### Supplied passage
Social Security Part of Cuts in Obama's $3.77T Budget Plan

President Obama today outlined a $3.77 trillion budget that aims to reduce the deficit by raising taxes on the wealthiest Americans and cutting popular entitlement programs, saying "we've got to get smarter about our priorities as a nation."

"For years the debate in this town has raged between reducing our deficits at all costs and making the investments necessary to grow our economy," Obama said in a brief statement in the White House Rose Garden. "And this budget answers that argument because we can do both. We can grow our economy and shrink our deficits."

The White House says the president's budget proposal would reduce the deficit by an additional $1.8 trillion in the next 10 years, bringing total deficit reduction to $4.3 trillion when including tax increases and spending cuts in the past two years.

The budget formalizes the offer the president made to House Speaker John Boehner, R-Ohio, during the "fiscal cliff" negotiations in December, including cuts to both Social Security and Medicare paired with tax increases.

The White House hopes the cuts will attract bipartisan support, but the budget is largely seen as a symbolic negotiating tool and it stands little chance of becoming law.

"When it comes to deficit reduction, I've already met Republicans more than halfway, so in the coming days and weeks I hope that Republicans will come forward and demonstrate that they're really as serious, as serious about the deficits and debt as they claim to be," the president said.

### Assigned task A
Echo the article on Obama's budget plan word for word, from "The budget formalizes" up to and including "the president said.".
### Assigned task B
Carry on the article about President Obama's $3.77 trillion budget plan, picking up after its final sentence.

### Records
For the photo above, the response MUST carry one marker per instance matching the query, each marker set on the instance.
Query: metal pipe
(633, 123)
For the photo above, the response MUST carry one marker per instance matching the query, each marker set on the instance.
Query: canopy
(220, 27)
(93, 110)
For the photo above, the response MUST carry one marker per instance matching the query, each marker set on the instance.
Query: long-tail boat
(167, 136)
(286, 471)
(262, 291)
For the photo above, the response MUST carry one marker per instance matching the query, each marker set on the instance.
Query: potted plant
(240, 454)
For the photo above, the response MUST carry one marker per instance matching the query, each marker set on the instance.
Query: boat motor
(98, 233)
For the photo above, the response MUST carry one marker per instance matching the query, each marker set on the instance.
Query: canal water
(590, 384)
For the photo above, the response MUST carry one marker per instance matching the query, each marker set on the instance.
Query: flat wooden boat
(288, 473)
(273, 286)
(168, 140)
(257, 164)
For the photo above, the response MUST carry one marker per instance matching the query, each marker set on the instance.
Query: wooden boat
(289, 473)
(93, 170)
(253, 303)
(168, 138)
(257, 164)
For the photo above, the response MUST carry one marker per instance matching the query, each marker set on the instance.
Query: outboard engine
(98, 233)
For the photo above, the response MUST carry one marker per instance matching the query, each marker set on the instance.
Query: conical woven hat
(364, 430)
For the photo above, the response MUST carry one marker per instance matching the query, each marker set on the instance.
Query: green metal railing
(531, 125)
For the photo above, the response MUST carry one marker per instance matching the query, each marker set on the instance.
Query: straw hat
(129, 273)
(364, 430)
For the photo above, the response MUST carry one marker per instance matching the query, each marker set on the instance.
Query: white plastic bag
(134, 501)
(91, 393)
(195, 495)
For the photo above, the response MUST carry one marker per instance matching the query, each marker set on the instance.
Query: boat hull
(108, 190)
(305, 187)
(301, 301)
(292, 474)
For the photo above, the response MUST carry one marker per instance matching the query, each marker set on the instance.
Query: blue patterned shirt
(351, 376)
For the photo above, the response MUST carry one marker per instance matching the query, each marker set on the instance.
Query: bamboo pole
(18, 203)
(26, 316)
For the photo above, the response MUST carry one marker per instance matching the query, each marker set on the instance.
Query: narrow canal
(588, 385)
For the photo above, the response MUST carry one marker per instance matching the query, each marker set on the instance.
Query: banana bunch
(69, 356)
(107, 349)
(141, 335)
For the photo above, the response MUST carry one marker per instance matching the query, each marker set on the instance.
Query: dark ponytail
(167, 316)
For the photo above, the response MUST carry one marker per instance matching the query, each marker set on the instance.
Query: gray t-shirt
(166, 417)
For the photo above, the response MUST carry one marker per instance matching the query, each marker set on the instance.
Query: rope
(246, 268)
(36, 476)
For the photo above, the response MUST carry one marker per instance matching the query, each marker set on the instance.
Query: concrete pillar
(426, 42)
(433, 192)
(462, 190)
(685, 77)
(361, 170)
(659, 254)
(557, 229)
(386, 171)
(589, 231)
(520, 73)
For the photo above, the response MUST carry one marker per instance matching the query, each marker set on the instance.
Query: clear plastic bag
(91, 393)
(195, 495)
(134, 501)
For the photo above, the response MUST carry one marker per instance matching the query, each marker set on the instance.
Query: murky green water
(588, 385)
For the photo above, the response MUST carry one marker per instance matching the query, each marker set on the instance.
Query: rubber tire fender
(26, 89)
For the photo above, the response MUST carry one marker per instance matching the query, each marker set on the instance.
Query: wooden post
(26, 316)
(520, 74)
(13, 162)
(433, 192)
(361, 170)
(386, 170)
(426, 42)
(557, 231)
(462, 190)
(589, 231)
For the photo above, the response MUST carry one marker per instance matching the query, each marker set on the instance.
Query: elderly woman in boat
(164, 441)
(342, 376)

### Expected answer A
The budget formalizes the offer the president made to House Speaker John Boehner, R-Ohio, during the "fiscal cliff" negotiations in December, including cuts to both Social Security and Medicare paired with tax increases.

The White House hopes the cuts will attract bipartisan support, but the budget is largely seen as a symbolic negotiating tool and it stands little chance of becoming law.

"When it comes to deficit reduction, I've already met Republicans more than halfway, so in the coming days and weeks I hope that Republicans will come forward and demonstrate that they're really as serious, as serious about the deficits and debt as they claim to be," the president said.

### Expected answer B
Obama has invited 12 Republican Senators to dinner at the White House tonight, part of his effort to seek out lawmakers who're willing to compromise.

The president's budget also includes many of the proposals outlined in his State of the Union address, including $50 billion in infrastructure investments, $1 billion for manufacturing innovation institutes, a "Preschool for All" initiative financed by raising the federal tax on cigarettes, and raising the minimum wage to $9 an hour.

The new investments are fully paid for and offset, according to the White House, and the budget would reduce the deficit to 2.8 percent of GDP by 2016.

"Our economy is poised for progress, as long as Washington doesn't get in the way. And frankly the American people deserve better than what we've been seeing: a short-sighted, crisis- driven decision-making like the reckless across-the-board spending cuts that are already hurting a lot of communities out there, cuts that economists predict will cost us hundreds of thousands of jobs during the course of this year," Obama said.